▶ _Text passage_

The observational checklist was used to gather data on fetal 1st and 5th minute Apgar score, which is classified as with asphyxia (< 7 scores) and no asphyxia (> = 7 scores). This value is the commutative score of skin color (coded as 0 = blue-pale, 1-body pink-limb pale and 2 = body and limb pink), muscle tone (coded as 0 = absent-limp, 1 = some flexion of extremities and 2 = active), heartbeat (coded as 0 = absent, 1 = < 100 and 2= > 100), respiration (coded as 0 = absent, 1 = week cry and 2 = strong cry) and response to stimuli (coded as 0 = absent, 1 = slight and 2 = good sneeze).

Inter pregnancy interval, length of labor, PROM and the latency period of PROM was measured by time. Interpregnancy interval (IPI) is the interval between the most recent previous childbirth and conception of the index pregnancy as reported by the mother. It was classified as optimal (2–5 years) and short (below 2 years) IPI. Length of labor is the time from initiation of labor to the end of the third stage of labor. It was categorized as > = 24 h and < 24 h. Rupture of membrane before initiation of labor was classified as preterm (occurred before 37 weeks of gestation) and term PROM (occurred after 37 weeks of gestation) based on gestational age. The latency period of PROM, main predictor variable, was measured from time of reported rupture of membranes until time of initiation of labor in hours. It was categorized as prolonged (> = 24 h) and short (< 24 h) latency period.

▶ _Data to examine_
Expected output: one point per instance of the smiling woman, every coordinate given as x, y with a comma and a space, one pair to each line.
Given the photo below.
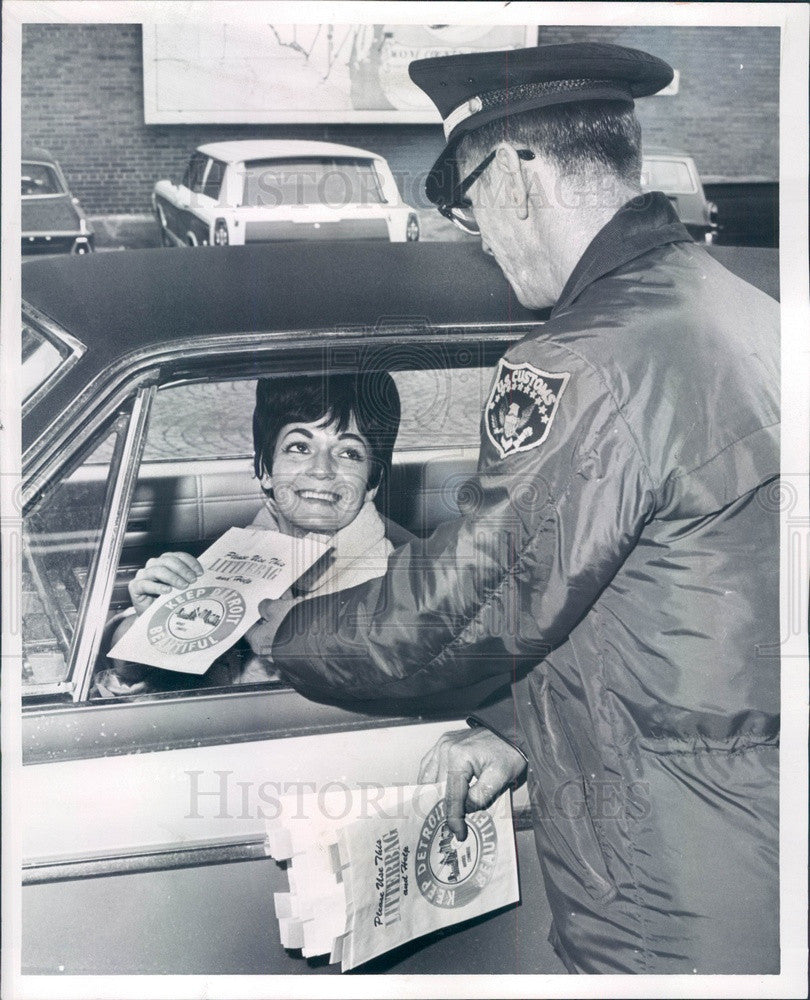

---

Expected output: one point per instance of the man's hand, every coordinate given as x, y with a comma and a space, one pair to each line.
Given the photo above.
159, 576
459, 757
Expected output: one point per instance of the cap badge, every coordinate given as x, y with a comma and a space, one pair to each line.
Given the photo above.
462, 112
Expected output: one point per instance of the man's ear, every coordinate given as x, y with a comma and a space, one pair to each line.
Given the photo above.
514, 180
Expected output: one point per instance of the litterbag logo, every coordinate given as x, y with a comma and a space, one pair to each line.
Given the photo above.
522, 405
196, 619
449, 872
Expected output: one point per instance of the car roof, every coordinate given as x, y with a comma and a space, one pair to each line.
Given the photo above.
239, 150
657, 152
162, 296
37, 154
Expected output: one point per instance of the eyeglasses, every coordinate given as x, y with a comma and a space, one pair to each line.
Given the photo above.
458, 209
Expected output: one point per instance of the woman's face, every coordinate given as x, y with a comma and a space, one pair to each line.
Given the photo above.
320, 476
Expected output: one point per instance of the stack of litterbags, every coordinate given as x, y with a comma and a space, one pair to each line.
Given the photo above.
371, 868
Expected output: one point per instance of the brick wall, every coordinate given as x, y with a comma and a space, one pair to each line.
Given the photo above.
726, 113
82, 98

▶ _What you are asked to do_
Could you continue the passage on measuring Apgar scores and membrane rupture, starting right after its last sentence? The lines have nothing to do with the passage.

▶ _Answer for the task_
Physical measurements were used to obtain data on mid upper arm circumference (MUAC) of mothers, gestational age of mothers and weight of newborn. In this regard, MUAC of each woman was measured at the midpoint between the tips of the shoulder and elbow of the left arm using non-elastic, non-stretchable MUAC tapes. Measurements were recorded to the nearest 0.1 cm. In this study, poor nutritional status of the mother, defined as MUAC < 23 cm [15]. Weight of newborn was measured by been balance immediately after delivery and classified as low (< 2500 g) and normal (> = 2500 g) birth weight.

Initiation of breastfeeding, the outcome variable, was classified as early (initiation of breastfeeding within 1 h) and delayed (initiation of breastfeeding after 1 h of delivery) during the follow up period.

Birth preparedness and complication readiness (BPCR) was measured by using the mean value of plan to place of delivery, plan to skilled assistant, saved money for obstetric emergency, plan to mode of transport, plan to blood donor, and detect early signs of an emergence. Based on these variables, BPCR was classified as prepared (score > = the mean) and non-prepared (score < the mean).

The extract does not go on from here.